┌──
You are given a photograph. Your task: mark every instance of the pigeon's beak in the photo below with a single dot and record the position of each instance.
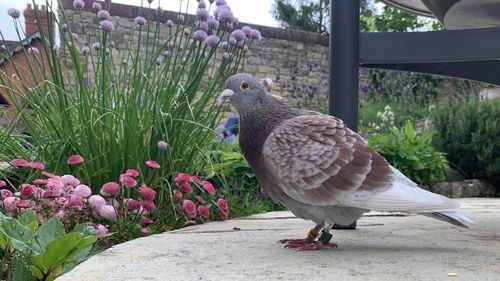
(225, 95)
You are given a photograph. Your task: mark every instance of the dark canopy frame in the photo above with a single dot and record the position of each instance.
(472, 54)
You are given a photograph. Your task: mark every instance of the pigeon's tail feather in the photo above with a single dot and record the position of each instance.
(454, 218)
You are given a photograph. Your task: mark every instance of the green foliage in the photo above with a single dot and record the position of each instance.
(231, 171)
(411, 153)
(32, 252)
(469, 133)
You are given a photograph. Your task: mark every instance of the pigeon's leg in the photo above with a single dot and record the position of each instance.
(312, 235)
(322, 243)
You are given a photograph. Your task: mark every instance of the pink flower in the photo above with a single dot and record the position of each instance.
(6, 193)
(27, 190)
(189, 223)
(10, 203)
(203, 211)
(83, 191)
(146, 221)
(49, 175)
(196, 179)
(100, 229)
(189, 208)
(182, 178)
(96, 201)
(144, 231)
(70, 180)
(36, 165)
(222, 204)
(223, 215)
(61, 214)
(107, 212)
(75, 159)
(20, 163)
(186, 188)
(40, 181)
(133, 204)
(132, 173)
(75, 201)
(110, 188)
(208, 187)
(128, 181)
(177, 194)
(147, 193)
(200, 199)
(148, 206)
(153, 164)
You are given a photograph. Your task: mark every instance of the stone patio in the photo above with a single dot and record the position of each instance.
(384, 247)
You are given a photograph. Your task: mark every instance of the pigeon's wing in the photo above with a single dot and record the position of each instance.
(316, 160)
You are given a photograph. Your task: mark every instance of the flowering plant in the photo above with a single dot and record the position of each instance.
(123, 207)
(194, 199)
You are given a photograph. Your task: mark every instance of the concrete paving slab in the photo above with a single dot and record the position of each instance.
(383, 247)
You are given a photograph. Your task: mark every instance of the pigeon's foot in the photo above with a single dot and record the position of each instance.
(294, 243)
(306, 244)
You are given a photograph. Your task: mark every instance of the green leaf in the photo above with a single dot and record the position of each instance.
(64, 249)
(29, 220)
(49, 231)
(21, 273)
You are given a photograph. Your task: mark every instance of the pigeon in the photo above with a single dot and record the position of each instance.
(319, 169)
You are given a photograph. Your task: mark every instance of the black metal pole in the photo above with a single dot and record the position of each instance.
(344, 61)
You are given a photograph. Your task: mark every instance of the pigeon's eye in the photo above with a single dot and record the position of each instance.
(244, 85)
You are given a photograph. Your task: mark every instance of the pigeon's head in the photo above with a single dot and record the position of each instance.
(243, 91)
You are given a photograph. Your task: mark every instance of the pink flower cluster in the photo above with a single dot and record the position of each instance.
(73, 202)
(192, 191)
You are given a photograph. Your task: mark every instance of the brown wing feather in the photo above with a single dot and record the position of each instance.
(315, 158)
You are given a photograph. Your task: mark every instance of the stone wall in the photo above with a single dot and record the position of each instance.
(296, 61)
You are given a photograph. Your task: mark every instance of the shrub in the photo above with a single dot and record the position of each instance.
(469, 133)
(411, 153)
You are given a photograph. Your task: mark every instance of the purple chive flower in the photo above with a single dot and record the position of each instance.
(255, 34)
(14, 13)
(247, 30)
(103, 15)
(202, 14)
(220, 2)
(225, 15)
(212, 23)
(203, 26)
(96, 7)
(212, 40)
(107, 26)
(33, 51)
(140, 21)
(85, 51)
(78, 4)
(200, 35)
(238, 34)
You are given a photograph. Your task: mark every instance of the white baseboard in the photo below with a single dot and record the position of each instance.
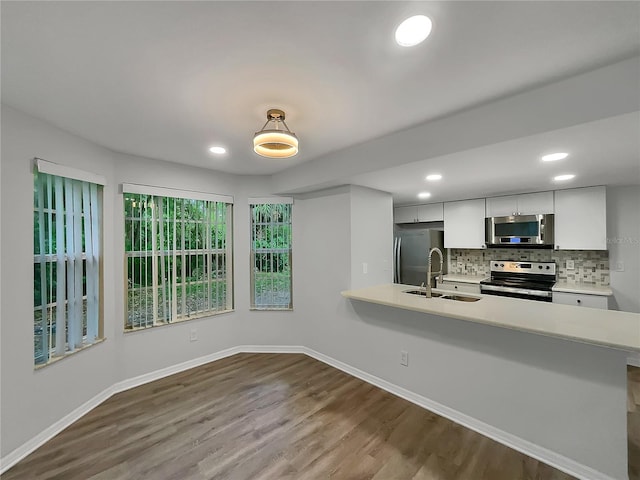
└──
:: YOUR GOAL ::
Please retype, exactly as they appear, the lines from the one with "of the purple" through the final line of the material, both included, and drop any pictures.

:: ANSWER TO THIS TASK ::
You are given a photograph. Your task: mark every instance of the purple chive flower in the photo above with a single dot and record the position of each instance.
(255, 34)
(14, 13)
(247, 30)
(103, 15)
(202, 14)
(220, 2)
(225, 15)
(212, 23)
(203, 26)
(96, 7)
(212, 40)
(107, 26)
(33, 51)
(140, 21)
(85, 51)
(78, 4)
(200, 35)
(238, 34)
You are given a photograph. Your task: mark every instance of the white baseboard in the photo below with a single dot and record the position of each instance.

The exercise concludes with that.